Task directions: Each entry that appears below should be restated word for word.

[Dataset entries]
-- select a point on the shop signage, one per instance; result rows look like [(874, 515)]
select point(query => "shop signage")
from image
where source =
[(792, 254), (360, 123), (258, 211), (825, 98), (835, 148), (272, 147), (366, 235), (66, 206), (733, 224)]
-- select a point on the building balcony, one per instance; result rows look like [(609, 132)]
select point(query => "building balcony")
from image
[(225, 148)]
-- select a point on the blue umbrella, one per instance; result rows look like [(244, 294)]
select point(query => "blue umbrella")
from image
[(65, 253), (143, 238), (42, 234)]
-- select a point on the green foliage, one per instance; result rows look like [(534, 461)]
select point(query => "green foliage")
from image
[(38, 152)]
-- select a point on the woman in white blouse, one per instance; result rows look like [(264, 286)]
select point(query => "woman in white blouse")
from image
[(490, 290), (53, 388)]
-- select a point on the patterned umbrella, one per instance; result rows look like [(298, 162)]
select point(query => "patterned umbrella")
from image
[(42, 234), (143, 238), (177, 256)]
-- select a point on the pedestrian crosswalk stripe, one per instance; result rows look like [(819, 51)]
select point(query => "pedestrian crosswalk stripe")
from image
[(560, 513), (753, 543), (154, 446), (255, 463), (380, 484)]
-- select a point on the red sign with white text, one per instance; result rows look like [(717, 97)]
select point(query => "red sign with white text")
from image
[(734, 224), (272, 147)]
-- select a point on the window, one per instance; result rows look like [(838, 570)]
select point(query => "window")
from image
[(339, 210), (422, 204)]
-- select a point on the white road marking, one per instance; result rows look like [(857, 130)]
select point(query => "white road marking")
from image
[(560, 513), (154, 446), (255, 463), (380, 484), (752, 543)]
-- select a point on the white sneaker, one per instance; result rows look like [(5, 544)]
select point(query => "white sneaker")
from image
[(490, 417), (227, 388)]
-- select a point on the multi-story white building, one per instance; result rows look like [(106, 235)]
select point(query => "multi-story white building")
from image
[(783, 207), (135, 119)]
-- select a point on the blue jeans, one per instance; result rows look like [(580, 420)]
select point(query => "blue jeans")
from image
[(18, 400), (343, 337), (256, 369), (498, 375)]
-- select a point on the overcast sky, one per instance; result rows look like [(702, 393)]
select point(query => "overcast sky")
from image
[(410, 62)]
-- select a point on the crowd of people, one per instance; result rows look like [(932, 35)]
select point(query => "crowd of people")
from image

Written answer:
-- select a point on the shop signage, one per instance; result rows look like [(874, 515)]
select point(query => "shop signage")
from image
where source =
[(792, 254), (360, 123), (258, 211), (825, 98), (835, 148), (272, 147), (366, 235), (66, 206), (733, 224)]
-- select a point on the building balcony, one per instance; result rows look like [(609, 132)]
select point(query => "building balcony")
from image
[(225, 148)]
-- select a point on the blue umbrella, one per instance; result rows look like [(244, 294)]
select point(query => "blue umbrella")
from image
[(65, 253), (143, 238), (42, 234)]
-- select a point on the green foliage, one per instance; result rows look like [(534, 461)]
select point(query => "green foliage")
from image
[(38, 152)]
-- select a point on the woman in white blouse, one per instance; result rows look like [(264, 286)]
select point(query => "woman in white blouse")
from image
[(490, 290), (53, 388)]
-- select a point on the patterned umbrella, one per instance; result rows look like [(298, 162)]
select point(query => "patterned umbrella")
from image
[(42, 234), (143, 238), (177, 256)]
-- select a point on the pedestrian crosswalk stripe, one per instance; result rows look like [(819, 51)]
select point(query => "pedestrian crosswalk stripe")
from image
[(560, 513), (753, 543), (154, 446), (255, 463), (380, 484)]
-- select a point on the red sign with white text, one per instance; result rows look like [(717, 97)]
select point(query => "red sign with white text")
from image
[(734, 224), (272, 147)]
-- select a point on the window, one per instance; result rows look like [(838, 570)]
select point(query => "window")
from image
[(339, 210), (422, 204)]
-- select a point on the white road marking, one per instance; result rows look like [(857, 130)]
select point(query => "white road marking")
from image
[(560, 513), (154, 446), (255, 463), (380, 484), (752, 543)]
-- select a point on the white sneaker, one per instance; result rows look like [(5, 544)]
select point(query => "white sneaker")
from image
[(490, 417), (227, 388)]
-- select a point on the multi-story white building, one per instance; result rows look like [(106, 235)]
select point(query => "multi-story white building")
from image
[(783, 207), (135, 119)]
-- select a point on the blue jeans, one per instance; result rows look like [(580, 420)]
select point(query => "blue jeans")
from image
[(18, 400), (343, 337), (256, 369), (498, 375)]
-- select a point on the overcast sky, one per instance; result rows look like [(702, 393)]
select point(query => "overcast sky")
from image
[(410, 62)]
-- select a point on the crowd of people, one per instance; result rows look like [(932, 35)]
select point(query => "crowd of people")
from image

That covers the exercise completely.